(Extracted data entries)
—————
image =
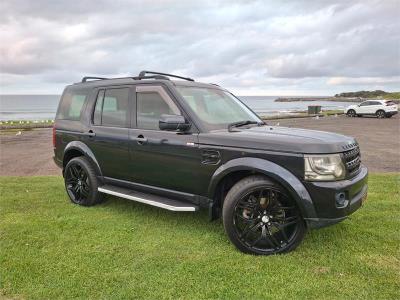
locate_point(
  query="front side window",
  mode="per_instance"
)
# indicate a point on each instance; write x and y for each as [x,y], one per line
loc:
[112,108]
[71,105]
[216,108]
[151,104]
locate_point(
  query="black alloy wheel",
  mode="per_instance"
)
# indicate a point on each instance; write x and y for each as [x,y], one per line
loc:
[351,113]
[380,114]
[262,219]
[81,182]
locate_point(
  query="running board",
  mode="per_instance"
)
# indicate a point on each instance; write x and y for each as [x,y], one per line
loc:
[149,199]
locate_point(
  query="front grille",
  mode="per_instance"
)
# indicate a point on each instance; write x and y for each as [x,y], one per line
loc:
[352,160]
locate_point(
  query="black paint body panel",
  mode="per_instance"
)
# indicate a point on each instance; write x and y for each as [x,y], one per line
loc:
[190,165]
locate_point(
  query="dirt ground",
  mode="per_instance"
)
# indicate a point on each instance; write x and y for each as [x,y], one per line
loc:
[31,152]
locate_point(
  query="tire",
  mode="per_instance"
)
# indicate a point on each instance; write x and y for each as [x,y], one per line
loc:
[81,182]
[261,218]
[380,114]
[351,113]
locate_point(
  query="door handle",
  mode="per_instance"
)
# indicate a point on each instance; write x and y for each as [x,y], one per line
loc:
[140,139]
[90,133]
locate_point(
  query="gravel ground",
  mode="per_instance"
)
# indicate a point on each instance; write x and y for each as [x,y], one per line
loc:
[31,152]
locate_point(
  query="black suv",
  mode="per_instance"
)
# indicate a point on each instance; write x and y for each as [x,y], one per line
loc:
[182,145]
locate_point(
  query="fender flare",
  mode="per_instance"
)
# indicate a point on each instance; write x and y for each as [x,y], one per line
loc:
[272,170]
[85,150]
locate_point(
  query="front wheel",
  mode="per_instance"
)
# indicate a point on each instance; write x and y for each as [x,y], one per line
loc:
[261,218]
[351,113]
[380,114]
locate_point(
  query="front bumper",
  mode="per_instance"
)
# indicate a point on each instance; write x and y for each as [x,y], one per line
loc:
[334,201]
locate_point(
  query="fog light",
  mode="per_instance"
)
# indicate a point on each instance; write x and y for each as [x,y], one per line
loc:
[340,199]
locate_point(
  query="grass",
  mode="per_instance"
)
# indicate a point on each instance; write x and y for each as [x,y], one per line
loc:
[52,249]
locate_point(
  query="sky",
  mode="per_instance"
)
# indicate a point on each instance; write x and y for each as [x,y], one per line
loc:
[249,47]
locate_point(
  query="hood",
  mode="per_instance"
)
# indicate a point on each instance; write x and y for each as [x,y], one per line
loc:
[283,139]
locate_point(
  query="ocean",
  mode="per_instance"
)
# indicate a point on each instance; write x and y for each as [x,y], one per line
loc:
[43,107]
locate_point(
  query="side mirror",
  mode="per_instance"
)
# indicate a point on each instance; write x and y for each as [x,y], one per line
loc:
[173,123]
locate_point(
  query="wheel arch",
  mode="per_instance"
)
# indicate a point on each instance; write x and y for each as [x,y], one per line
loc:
[242,167]
[77,148]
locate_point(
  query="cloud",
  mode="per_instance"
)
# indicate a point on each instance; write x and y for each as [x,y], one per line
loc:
[254,46]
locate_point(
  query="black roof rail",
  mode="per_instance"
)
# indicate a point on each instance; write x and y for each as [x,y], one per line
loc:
[150,77]
[143,75]
[86,78]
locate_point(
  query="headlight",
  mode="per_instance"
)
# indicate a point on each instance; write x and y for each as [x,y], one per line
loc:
[324,167]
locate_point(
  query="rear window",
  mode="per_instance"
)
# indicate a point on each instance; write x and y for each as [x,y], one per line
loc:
[71,105]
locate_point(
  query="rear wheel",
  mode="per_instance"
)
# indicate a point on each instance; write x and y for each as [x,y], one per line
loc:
[380,114]
[261,218]
[81,182]
[351,113]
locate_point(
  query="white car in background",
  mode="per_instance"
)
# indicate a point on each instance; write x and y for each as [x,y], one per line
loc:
[378,108]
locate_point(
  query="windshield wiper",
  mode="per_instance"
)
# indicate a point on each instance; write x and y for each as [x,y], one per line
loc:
[233,125]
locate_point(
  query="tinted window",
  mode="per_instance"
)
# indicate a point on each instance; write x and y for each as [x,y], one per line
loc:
[71,105]
[114,108]
[150,107]
[98,108]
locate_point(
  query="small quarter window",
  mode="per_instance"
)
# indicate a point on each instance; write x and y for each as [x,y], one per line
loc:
[112,108]
[71,105]
[98,108]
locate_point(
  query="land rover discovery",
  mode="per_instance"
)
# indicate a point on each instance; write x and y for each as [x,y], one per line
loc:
[168,141]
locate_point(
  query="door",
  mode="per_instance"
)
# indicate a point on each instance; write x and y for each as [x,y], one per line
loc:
[165,159]
[108,137]
[365,108]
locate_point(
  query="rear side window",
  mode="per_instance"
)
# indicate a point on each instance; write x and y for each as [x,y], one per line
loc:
[112,108]
[71,105]
[150,107]
[375,103]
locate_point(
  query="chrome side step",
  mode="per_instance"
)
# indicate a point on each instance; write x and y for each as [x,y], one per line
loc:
[149,199]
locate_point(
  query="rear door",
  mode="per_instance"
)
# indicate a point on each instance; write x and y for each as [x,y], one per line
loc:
[159,158]
[108,136]
[365,108]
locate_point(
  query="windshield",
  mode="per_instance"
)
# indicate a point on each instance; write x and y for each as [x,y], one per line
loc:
[216,108]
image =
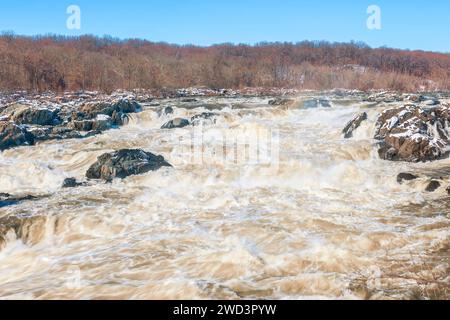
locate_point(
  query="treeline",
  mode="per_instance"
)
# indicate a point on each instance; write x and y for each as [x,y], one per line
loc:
—————
Without the pictures, please output every record exactly.

image =
locate_point(
  query="front side window",
  mode="per_instance"
)
# indicate a point on each instance; write x and y for each as [x,y], one per line
loc:
[112,108]
[71,105]
[216,108]
[151,104]
locate_point(
  query="black alloy wheel",
  mode="per_instance"
)
# indicate a point on each instance; write x and y for each as [x,y], one per line
loc:
[351,113]
[380,114]
[262,219]
[81,182]
locate_point(
  query="running board",
  mode="per_instance"
)
# indicate a point on each instance; write x and y for each as [x,y], one per line
loc:
[149,199]
locate_point(
  query="front grille",
  mode="per_instance"
)
# indicate a point on each instance; write x and y for each as [x,y], one per line
loc:
[352,160]
locate_point(
  query="black paint body panel",
  mode="per_instance"
)
# indicate a point on each instance; write x and y for each as [x,y], one per line
loc:
[190,165]
locate_point(
  query="dirt ground",
  mode="per_instance"
)
# indicate a point on each instance; write x and y for each as [x,y], one per line
loc:
[31,152]
locate_point(
  query="tire",
  mode="per_instance"
)
# indicate a point on each instance; write x and y for each as [x,y], one per line
loc:
[81,182]
[261,218]
[380,114]
[351,113]
locate_point(
  query="door handle",
  mode="per_instance"
)
# indicate a point on each instance; write x and y for each as [x,y], one per line
loc:
[140,139]
[90,133]
locate_point(
  query="gravel ground",
  mode="per_instance"
)
# indicate a point on each instance; write x and y for each as [x,y], one per line
loc:
[31,152]
locate_point(
  query="black suv",
  mode="per_instance"
)
# indicate a point on each instance; write x and y for each as [x,y], one per line
loc:
[182,145]
locate_point(
  query="fender flare",
  mode="per_instance"
)
# indicate a point on each instance; write x and y for each as [x,y], one per line
loc:
[272,170]
[85,150]
locate_point(
  query="front wheel",
  mode="per_instance"
)
# indicate a point on each instance; write x and y for each as [x,y], one per line
loc:
[261,218]
[351,113]
[380,114]
locate_point(
  query="front bumper",
  mode="per_instance"
)
# indicate a point on each instance; write x and y for each as [x,y], one per line
loc:
[334,201]
locate_point(
  query="fog light",
  mode="per_instance"
)
# indicate a point on each instance; write x and y for each as [x,y], one per line
loc:
[340,199]
locate_point(
  query="grass",
  mode="per_instance"
)
# indicate a point on each instance; write x and y for each as [x,y], one per line
loc:
[52,249]
locate_point(
  query="sky",
  mode="per_instance"
)
# indicate a point on each instance; write x and y for each as [x,y], one per line
loc:
[249,47]
locate_point(
  query="hood",
  mode="per_instance"
)
# indicate a point on each instance; write x and y for each as [x,y], one per line
loc:
[283,139]
locate_point(
  query="ocean",
  mode="per_instance"
)
# indicate a point on each instance; write x and y for each as [x,y], one per line
loc:
[43,107]
locate_point(
  query="side mirror",
  mode="per_instance"
)
# indicate a point on each instance; write x and y for each as [x,y], one per line
loc:
[173,123]
locate_point(
  query="wheel arch",
  mode="per_instance"
)
# indicate a point on each instance; write x and y for each as [x,y], one per line
loc:
[242,167]
[77,148]
locate_point(
  query="cloud",
  mode="per_instance"
)
# indicate a point on each instance; write x and y for each as [x,y], one per line
loc:
[254,46]
locate_point(
  query="black roof rail",
  mode="per_instance"
)
# indicate a point on each instance; write x and y for each as [x,y], one per line
loc:
[150,77]
[143,75]
[86,78]
locate_point(
  query="headlight",
  mode="per_instance"
)
# indicate a point on each instance; write x and y for each as [x,y], one per line
loc:
[324,167]
locate_point(
  query="rear window",
  mode="per_instance"
)
# indicate a point on each instance; write x and y for each as [x,y], one per line
loc:
[71,105]
locate_point(
  query="rear wheel",
  mode="per_instance"
)
# indicate a point on each instance; write x and y for each as [x,y], one per line
loc:
[380,114]
[261,218]
[81,182]
[351,113]
locate_point(
  query="white car in background",
  mode="per_instance"
)
# indicate a point on each instance; write x and y for each as [x,y], one per line
loc:
[378,108]
locate_point(
  query="windshield wiper",
  mode="per_instance"
)
# indicate a point on each instance; write x and y for each as [x,y], one per line
loc:
[233,125]
locate_point(
  query="tinted window",
  mode="per_instance"
)
# indicate a point on each instance; write x and y for each as [x,y], one per line
loc:
[71,105]
[114,108]
[150,107]
[98,108]
locate_point(
  query="small quarter window",
  mode="per_instance"
)
# indicate a point on each instance; write x and y for each as [x,y], one per line
loc:
[112,108]
[71,105]
[98,108]
locate_point(
  query="land rover discovery",
  mode="per_instance"
)
# indicate a point on each instance; write x and y for each as [x,y], one per line
loc:
[168,141]
locate_point(
  query="door",
  mode="per_instance"
)
# indicate a point on each instance; write x and y for each as [x,y], one per line
loc:
[165,159]
[108,137]
[365,108]
locate_point(
  query="rear side window",
  mode="per_instance"
)
# indicate a point on each instance; write x and y for each as [x,y], one per line
loc:
[112,108]
[71,105]
[150,107]
[375,103]
locate_point(
  query="chrome side step",
  mode="per_instance"
)
# indicate a point on each instance; write x and y for each as [x,y], one per line
loc:
[149,199]
locate_point(
  query="rear door",
  mode="per_instance"
)
# indicate a point on each instance; write x and y for each as [x,y], one per line
loc:
[159,158]
[108,136]
[365,108]
locate_point(
  query="windshield",
  mode="per_instance"
)
# indicate a point on each instance; write x and y for each as [x,y], one per line
loc:
[216,108]
image =
locate_point(
  query="treeline",
  mode="per_instance"
)
# indicate a point on each instance; write x and y for each as [x,y], one per line
loc:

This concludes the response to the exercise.